== Given information ==

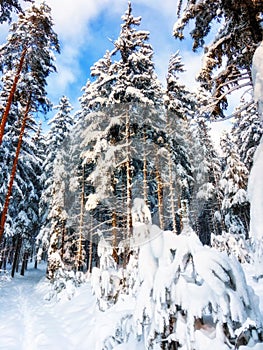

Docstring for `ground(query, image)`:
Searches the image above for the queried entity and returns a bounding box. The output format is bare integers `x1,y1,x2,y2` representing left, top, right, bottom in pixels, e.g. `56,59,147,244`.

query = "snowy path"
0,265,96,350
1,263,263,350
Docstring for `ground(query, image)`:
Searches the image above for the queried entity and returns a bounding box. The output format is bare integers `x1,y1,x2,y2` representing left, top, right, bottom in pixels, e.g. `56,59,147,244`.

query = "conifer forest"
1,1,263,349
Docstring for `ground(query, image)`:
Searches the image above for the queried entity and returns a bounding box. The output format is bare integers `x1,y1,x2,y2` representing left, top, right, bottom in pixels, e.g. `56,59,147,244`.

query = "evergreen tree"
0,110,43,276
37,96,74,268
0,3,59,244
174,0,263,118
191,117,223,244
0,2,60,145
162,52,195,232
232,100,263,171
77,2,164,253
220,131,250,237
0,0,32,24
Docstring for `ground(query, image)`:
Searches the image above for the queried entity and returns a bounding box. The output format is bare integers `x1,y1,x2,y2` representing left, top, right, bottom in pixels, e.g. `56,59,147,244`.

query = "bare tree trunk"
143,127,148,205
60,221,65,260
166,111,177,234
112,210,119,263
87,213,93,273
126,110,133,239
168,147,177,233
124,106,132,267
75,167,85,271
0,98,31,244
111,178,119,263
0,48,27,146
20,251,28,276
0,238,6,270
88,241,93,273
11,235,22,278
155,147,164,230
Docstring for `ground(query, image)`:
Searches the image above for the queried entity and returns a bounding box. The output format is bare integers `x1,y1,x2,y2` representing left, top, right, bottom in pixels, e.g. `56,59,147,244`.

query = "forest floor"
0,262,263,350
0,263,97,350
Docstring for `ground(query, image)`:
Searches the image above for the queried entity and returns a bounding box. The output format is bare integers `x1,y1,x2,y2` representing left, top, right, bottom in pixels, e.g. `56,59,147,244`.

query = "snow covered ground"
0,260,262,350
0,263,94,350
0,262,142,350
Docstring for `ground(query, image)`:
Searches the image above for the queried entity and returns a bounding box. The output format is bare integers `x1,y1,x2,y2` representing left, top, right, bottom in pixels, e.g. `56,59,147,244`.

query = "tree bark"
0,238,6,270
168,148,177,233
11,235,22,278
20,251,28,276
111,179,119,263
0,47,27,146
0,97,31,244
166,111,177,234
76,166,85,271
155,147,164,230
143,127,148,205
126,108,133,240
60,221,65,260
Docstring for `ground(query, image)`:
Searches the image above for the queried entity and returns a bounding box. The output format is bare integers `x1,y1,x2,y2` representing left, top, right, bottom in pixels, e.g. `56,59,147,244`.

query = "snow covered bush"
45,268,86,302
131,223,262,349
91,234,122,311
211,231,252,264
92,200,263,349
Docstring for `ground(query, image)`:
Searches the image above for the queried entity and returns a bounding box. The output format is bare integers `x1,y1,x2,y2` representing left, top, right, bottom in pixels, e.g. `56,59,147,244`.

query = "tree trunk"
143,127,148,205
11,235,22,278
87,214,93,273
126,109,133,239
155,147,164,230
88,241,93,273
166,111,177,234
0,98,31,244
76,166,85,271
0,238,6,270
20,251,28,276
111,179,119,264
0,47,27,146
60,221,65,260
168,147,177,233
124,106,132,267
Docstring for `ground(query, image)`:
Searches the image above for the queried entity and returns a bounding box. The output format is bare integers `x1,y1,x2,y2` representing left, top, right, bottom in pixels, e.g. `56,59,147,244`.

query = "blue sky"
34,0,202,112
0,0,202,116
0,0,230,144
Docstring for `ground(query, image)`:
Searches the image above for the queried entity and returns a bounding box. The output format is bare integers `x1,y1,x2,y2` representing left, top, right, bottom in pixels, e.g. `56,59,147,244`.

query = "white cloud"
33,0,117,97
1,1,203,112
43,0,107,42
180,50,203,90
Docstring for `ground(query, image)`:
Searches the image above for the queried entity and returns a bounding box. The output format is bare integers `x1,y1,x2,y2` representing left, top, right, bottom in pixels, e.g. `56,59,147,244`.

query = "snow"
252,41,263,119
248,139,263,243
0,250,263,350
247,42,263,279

===

» Required action
When you copy the records above, keep every word exact and drop the pictures.

» Task solution
Docstring for `ground(query, image)`:
Searches the image above for the queried entity and returns a bounding box. The output format is bare integers `x1,y1,x2,y2` representing left, top, right, bottom in pixels, e.g. `56,59,147,244`.

query = "snowy path"
0,265,96,350
1,263,263,350
Docstring for `ground(query, image)`:
Searches the image above for the queried entity and returns a bounding box. The output format is bare integers `x1,y1,x2,y2` representing left, top, right, bottom in pixels, e.g. `56,59,147,244`.

query = "conifer forest"
1,1,263,349
Docstring for `ground(query, image)`:
Searches the image above for the queried entity and returns a bounding box. The output format is bare integers `x1,y1,x2,y2` representing left, top, right, bottom in pixels, e.g. `56,59,147,244`.

query = "evergreen tree"
0,110,43,276
37,96,74,268
0,3,59,244
174,0,263,118
191,117,223,244
0,2,60,145
162,52,195,232
232,100,263,171
77,2,164,253
220,131,250,237
0,0,32,24
Docstring for `ground(query, image)`:
Searches the image above for the queried entity and returns a bounding box. The output format is bare integers `x1,y1,x2,y2` representing left, top, right, bottom in pixels, e.g. `56,59,147,244`.

query = "bare tree trunk"
143,127,148,205
60,221,65,260
166,111,177,234
112,210,119,263
87,213,93,273
126,110,133,239
168,147,177,233
124,106,132,267
75,167,85,271
0,98,31,244
111,178,119,263
0,48,27,146
20,251,28,276
0,238,6,270
88,241,93,273
11,235,22,278
155,147,164,230
Docstring for `ground(query, image)`:
Searches the image above for the queried entity and returns a bounding box. The output format is bare integers `x1,y1,x2,y2` representing left, top, right, bottom in pixels, e.g. `56,59,147,244`.

query = "forest floor"
0,262,263,350
0,263,97,350
Docstring for `ground(query, image)`:
Searches the image above for the queried entity and returns a bounding box. The output format is bare integers `x1,y1,x2,y2` representing left, top, right, bottom in pixels, e.g. `56,59,147,244`.

query = "snow covered ground"
0,260,262,350
0,263,94,350
0,262,142,350
Docstring for `ground(query, image)`:
Searches the image above for the queried entity and returns a bounding box. The output format is bare integers `x1,y1,x2,y2` representing left, top, right, bottom in pixels, e.g. `56,59,147,244`.

query = "tree bark"
0,238,6,270
168,148,177,233
11,235,22,278
20,251,28,276
111,179,119,263
0,47,27,146
0,97,31,244
166,111,177,234
76,166,85,271
155,147,164,230
143,127,148,205
126,108,133,240
60,221,65,260
Docstring for `ground(query, image)`:
Searches the image above for the queried entity and returns a bounding box. The output format is bare integers `x1,y1,x2,y2` representing left, top, right, bottom in pixels, e.g. `56,59,147,244`.

query = "snow covered bush"
45,268,86,302
131,223,262,349
91,234,122,311
211,231,252,264
92,200,263,349
Docstring for `ground(query, image)`:
Searches the image above for the queried entity and returns a bounding box. The output format is bare integers `x1,y1,x2,y2` representing left, top, right, bottom in pixels, e.g. `56,59,147,244`.

query = "tree trunk"
143,127,148,205
11,235,22,278
87,214,93,273
126,109,133,239
155,147,164,230
88,241,93,273
166,111,177,234
0,98,31,244
76,166,85,271
0,238,6,270
20,251,28,276
111,179,119,264
0,47,27,146
60,221,65,260
168,147,177,233
124,106,132,267
Docstring for `ground(query, image)`:
Searches the image above for the queried entity and returns a bounding box. The output format is bare integers `x1,y1,x2,y2` representing left, top, right, bottom in pixels, e.g. `56,59,147,244`.

query = "blue sky"
34,0,202,112
0,0,202,116
0,0,230,144
Docstring for `ground(query, image)`:
Searches the image above for the queried entity and returns a bounding box. The output format is bare integers `x1,y1,x2,y2` representing left, top, right, bottom in pixels, e.g. `56,59,147,244`.

query = "white cloud"
33,0,117,97
1,1,203,112
43,0,107,42
180,50,203,90
Docstring for `ground(query, image)`:
Searches the image above for the queried entity and returns a bounding box. The output format is bare integers `x1,y1,x2,y2` representing left, top, right, bottom in pixels, e.g. `56,59,147,244`.

query = "snow"
252,41,263,119
248,139,263,243
0,250,263,350
247,42,263,279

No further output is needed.